● TASK ITEM: Gather each line of the records where "letter" appears.

Saved entries:
━━━━━━

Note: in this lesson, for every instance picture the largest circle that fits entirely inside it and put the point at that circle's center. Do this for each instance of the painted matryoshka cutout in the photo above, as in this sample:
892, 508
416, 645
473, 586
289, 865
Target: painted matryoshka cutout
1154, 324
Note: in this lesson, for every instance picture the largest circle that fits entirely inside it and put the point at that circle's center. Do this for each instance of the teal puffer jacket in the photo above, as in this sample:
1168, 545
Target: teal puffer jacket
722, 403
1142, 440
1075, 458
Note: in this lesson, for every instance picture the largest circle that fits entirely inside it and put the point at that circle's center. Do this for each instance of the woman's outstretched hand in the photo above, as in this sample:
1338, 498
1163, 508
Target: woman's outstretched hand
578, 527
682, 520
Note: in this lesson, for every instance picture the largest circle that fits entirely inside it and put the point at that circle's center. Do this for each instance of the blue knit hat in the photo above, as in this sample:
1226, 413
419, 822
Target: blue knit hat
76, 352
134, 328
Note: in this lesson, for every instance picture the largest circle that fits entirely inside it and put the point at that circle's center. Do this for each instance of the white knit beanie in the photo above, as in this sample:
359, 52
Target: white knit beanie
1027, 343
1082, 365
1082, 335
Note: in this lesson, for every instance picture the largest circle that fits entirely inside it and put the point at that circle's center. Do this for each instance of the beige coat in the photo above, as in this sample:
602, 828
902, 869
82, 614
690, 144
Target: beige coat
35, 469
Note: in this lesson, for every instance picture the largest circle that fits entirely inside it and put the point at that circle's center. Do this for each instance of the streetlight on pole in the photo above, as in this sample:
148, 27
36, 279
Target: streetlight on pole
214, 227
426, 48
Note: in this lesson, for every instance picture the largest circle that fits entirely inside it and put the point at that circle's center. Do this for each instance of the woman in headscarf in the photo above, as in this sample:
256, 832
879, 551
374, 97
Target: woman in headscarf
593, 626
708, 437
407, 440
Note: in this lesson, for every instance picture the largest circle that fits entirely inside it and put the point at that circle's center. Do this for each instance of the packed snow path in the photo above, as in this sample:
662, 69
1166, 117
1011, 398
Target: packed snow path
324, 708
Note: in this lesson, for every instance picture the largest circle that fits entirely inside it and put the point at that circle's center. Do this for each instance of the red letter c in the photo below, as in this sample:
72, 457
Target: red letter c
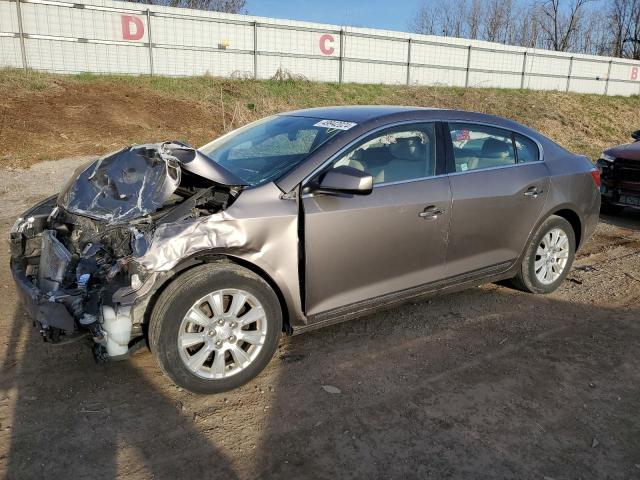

━━━━━━

● ANSWER TO THE PROBLEM:
Note: in this lesson, for every instance picture the largest circle that fits entirely inside it and put the point at that circle's center. Do this for each instance of the red letter c in the photo below, as in this sample:
Target: red letter c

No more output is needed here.